▶ [AIM]: Rewrite the entries starting at the line containing "Greenhouse-scouting task: tag the running" and running through the end, changing "photo above" to "image above" and leaving everything else as it is. Do not include the pictures in your answer.

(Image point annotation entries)
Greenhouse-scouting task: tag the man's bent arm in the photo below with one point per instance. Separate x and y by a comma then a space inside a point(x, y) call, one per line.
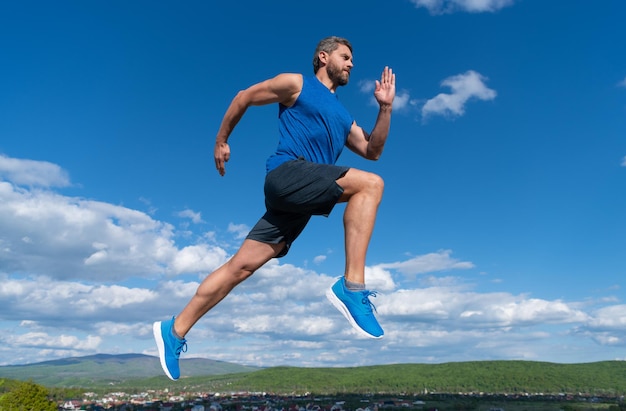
point(283, 88)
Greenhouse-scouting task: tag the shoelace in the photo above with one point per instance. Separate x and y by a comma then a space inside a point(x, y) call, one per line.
point(366, 301)
point(181, 347)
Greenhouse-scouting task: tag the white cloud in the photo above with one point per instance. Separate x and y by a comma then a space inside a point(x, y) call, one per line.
point(428, 263)
point(45, 233)
point(470, 6)
point(466, 86)
point(196, 218)
point(32, 173)
point(79, 277)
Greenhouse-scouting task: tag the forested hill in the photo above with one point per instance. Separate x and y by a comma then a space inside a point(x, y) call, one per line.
point(498, 377)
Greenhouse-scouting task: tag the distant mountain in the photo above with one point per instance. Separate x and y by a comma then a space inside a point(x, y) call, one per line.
point(106, 368)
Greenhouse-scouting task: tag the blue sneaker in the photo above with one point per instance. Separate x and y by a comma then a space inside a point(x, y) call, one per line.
point(169, 347)
point(356, 307)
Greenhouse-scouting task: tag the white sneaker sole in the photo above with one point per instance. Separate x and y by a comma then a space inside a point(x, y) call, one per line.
point(156, 330)
point(339, 305)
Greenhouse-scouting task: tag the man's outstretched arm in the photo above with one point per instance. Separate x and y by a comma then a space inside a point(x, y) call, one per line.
point(371, 145)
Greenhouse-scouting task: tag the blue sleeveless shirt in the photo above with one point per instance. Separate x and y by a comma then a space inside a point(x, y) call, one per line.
point(315, 127)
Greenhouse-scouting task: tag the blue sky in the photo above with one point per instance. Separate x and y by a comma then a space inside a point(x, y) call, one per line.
point(500, 235)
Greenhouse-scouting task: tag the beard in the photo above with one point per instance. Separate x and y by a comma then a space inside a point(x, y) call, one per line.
point(337, 75)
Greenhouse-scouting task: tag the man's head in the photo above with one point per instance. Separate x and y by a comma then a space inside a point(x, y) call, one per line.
point(328, 45)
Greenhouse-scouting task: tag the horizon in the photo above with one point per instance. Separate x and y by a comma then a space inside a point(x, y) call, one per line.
point(500, 232)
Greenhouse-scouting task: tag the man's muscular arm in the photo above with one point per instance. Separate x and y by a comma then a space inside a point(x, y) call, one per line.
point(284, 89)
point(371, 145)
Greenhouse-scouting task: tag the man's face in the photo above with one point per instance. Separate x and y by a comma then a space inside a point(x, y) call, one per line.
point(339, 65)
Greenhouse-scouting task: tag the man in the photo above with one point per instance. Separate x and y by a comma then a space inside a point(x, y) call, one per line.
point(302, 180)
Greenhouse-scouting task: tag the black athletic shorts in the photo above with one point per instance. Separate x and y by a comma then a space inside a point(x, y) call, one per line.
point(295, 191)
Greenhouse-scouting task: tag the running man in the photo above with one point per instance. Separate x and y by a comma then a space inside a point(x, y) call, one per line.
point(302, 180)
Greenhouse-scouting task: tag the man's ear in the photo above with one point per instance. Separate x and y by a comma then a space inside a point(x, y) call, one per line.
point(323, 56)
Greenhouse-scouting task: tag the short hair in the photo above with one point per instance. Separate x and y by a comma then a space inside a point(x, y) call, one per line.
point(328, 45)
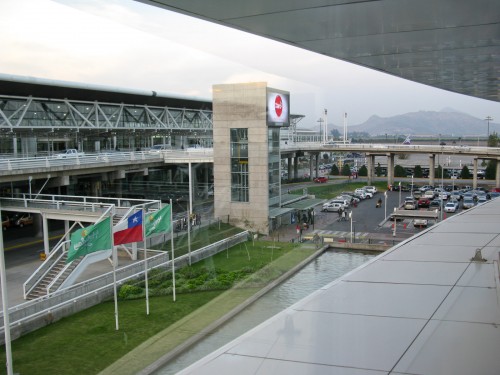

▶ [ANSWER IN FULL]:
Greenhouse-scouting task: tag the running man in the image above with one point per instance. Separate x and y by a comma then a space inside a point(x, y) call, one per line.
point(302, 180)
Greenhouse-scouting task: tag the man's ear in the image above with one point per instance. Separate x and y by a comma then a space inside a point(x, y) call, one per line.
point(323, 56)
Greenhouse-scouting task: tag the short hair in the image above with one point per instance. Separate x and y by a comma then a space inside a point(x, y) call, one per line.
point(328, 45)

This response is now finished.